The line containing "I would be grateful for your help identifying the ripe" marks the start; return it and every line after it in the listing below, exactly, through the last.

----------

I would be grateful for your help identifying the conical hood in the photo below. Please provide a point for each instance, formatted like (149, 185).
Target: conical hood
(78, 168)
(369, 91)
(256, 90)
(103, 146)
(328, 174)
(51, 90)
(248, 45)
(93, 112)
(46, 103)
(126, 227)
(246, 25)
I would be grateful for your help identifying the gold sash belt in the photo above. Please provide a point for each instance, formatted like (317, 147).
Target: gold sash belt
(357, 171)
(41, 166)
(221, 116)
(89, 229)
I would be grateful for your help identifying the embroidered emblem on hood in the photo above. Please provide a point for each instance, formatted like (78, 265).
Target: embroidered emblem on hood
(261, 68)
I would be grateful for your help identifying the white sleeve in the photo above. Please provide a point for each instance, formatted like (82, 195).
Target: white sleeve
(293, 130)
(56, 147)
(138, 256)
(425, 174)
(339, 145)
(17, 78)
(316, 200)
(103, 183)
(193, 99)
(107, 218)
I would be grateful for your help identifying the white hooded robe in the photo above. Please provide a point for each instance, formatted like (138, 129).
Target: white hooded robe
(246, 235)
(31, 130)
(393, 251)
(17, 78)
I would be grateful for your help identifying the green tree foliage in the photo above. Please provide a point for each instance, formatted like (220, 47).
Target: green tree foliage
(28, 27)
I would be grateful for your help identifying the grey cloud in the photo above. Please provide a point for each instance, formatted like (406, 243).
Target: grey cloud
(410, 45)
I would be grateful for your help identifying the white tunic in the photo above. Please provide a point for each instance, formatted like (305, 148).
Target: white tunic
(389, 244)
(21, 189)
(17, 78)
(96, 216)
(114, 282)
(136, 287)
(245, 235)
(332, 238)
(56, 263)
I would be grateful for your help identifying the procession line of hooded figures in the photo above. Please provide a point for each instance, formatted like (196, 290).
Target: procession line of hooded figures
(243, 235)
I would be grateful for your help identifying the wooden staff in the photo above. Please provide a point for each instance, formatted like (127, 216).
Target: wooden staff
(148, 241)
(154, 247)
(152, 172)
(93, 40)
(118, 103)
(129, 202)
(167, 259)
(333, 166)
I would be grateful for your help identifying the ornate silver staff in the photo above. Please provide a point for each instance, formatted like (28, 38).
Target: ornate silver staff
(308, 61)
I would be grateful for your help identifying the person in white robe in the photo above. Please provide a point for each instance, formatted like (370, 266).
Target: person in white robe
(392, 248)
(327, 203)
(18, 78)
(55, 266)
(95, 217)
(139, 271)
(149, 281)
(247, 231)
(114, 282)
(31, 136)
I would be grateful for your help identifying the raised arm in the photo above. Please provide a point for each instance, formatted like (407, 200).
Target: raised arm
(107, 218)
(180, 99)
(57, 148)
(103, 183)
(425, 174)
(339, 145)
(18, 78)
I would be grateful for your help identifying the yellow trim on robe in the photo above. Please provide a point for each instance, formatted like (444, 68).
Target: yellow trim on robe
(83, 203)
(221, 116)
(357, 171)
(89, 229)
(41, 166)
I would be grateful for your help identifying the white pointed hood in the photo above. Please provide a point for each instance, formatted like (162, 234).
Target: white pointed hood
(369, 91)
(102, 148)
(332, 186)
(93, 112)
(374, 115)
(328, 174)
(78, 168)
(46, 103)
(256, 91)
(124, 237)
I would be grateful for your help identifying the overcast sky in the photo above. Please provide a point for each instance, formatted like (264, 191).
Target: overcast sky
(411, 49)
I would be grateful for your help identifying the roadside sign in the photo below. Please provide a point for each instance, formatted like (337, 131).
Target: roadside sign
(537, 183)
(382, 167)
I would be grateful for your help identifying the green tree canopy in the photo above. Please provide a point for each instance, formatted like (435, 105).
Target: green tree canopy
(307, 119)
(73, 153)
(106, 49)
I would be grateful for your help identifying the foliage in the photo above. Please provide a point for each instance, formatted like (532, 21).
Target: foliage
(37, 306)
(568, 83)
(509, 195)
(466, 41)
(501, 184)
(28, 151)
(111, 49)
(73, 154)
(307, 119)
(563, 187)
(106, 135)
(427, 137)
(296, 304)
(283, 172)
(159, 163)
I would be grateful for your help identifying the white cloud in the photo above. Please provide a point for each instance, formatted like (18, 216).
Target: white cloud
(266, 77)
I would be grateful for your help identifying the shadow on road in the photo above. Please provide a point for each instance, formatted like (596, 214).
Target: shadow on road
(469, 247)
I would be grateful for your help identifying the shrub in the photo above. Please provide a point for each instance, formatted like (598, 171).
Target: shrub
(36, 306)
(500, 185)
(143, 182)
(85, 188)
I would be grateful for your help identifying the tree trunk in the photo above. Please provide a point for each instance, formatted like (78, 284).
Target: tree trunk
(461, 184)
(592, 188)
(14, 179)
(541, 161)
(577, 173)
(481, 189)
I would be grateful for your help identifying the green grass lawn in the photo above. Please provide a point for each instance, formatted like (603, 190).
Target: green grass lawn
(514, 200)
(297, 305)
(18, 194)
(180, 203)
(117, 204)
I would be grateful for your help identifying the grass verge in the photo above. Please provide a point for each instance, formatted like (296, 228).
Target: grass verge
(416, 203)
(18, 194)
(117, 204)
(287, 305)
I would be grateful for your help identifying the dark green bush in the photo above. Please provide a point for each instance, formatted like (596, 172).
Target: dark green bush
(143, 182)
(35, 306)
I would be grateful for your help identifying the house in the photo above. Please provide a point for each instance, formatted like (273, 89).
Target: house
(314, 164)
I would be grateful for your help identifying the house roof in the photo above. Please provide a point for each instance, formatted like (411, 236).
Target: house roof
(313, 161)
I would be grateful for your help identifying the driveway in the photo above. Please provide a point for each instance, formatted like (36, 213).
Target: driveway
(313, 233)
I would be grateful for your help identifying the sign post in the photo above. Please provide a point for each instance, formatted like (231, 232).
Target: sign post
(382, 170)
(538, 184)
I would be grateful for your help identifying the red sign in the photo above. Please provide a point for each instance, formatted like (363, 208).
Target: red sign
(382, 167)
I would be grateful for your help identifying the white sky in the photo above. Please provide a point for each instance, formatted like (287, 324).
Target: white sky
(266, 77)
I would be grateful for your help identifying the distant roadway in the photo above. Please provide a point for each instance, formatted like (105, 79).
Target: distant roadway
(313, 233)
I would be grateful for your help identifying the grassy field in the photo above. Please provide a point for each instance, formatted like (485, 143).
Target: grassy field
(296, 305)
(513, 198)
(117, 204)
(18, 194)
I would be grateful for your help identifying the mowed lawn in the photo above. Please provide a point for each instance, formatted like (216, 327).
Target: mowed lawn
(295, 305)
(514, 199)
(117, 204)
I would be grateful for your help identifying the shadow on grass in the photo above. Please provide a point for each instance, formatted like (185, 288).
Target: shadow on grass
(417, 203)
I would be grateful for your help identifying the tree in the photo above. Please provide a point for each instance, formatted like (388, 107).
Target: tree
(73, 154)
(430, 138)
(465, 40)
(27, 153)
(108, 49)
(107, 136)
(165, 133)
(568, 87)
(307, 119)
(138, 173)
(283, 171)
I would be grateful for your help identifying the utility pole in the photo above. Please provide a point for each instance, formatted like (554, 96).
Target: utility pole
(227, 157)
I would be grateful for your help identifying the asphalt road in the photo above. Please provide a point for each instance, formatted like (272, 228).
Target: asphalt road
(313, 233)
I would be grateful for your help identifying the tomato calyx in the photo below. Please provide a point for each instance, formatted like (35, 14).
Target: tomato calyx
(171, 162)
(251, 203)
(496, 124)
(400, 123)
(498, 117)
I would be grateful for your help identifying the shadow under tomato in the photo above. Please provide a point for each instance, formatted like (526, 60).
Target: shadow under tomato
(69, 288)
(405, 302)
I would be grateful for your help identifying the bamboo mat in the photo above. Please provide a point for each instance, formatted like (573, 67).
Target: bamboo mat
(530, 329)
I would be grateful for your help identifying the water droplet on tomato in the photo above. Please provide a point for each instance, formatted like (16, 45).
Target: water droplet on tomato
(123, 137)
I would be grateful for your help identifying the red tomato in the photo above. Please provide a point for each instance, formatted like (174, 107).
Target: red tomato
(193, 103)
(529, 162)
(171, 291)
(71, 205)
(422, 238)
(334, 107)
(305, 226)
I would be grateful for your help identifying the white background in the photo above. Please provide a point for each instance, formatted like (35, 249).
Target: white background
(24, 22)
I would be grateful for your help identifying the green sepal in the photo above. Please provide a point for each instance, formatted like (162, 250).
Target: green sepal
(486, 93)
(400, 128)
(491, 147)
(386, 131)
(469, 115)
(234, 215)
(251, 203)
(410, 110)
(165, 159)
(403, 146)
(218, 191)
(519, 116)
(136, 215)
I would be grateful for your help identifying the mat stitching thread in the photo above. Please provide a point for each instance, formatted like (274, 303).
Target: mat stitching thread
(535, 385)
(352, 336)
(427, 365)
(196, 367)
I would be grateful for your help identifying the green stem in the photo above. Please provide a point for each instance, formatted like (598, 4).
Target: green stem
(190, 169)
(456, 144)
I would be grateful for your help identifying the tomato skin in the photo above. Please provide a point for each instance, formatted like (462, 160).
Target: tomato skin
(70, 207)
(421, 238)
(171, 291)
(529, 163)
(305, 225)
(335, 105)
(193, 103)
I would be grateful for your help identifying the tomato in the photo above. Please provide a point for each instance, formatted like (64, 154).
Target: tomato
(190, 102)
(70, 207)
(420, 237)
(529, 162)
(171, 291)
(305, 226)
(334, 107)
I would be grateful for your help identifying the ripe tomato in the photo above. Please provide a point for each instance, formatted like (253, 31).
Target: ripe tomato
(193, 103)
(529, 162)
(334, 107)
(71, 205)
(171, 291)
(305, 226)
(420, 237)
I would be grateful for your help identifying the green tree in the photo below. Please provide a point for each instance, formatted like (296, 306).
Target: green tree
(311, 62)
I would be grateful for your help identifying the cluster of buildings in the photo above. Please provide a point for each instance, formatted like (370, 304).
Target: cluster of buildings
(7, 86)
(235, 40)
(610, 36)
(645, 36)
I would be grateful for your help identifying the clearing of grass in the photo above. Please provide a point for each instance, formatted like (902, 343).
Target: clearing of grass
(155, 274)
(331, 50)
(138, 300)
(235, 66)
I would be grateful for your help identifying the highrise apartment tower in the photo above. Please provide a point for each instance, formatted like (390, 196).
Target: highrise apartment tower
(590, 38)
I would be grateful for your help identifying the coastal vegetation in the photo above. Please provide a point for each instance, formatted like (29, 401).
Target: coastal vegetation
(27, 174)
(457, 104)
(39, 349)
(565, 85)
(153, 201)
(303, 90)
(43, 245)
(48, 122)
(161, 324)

----------

* Expected output
I would be grateful for your help identifying the ripe tomato in the photo above. Please provide a point for each instance, formatted like (253, 31).
Target: ripe tomato
(193, 103)
(529, 162)
(334, 107)
(71, 205)
(171, 291)
(305, 226)
(420, 237)
I would be grateful for your help identifying the green tree in the photo below. Please provide a point for each instance, formatted like (296, 306).
Target: green tree
(311, 62)
I would be grateful for your help identifying the cluster of buildings in the photo above. Please provide a point for each instance, formatted like (370, 304).
Target: cluster of buildings
(7, 86)
(235, 40)
(610, 36)
(645, 36)
I would be grateful for your help identifying the clearing of grass in the photo above. Please provide a point for each instance, formatted like (902, 343).
Target: clearing of grass
(155, 274)
(331, 50)
(138, 300)
(235, 66)
I would be grateful for your help identifying the highrise apartment tower in the photo above. Please provide a point for each instance, formatted like (390, 196).
Target: highrise apartment tower
(590, 38)
I would be grateful for your help identifying the coastal vegetation in the photo above. Please provide a point for each instance, formatted like (29, 401).
Target: coastal vegetation
(27, 174)
(457, 104)
(39, 349)
(565, 85)
(153, 201)
(303, 90)
(43, 245)
(48, 122)
(161, 324)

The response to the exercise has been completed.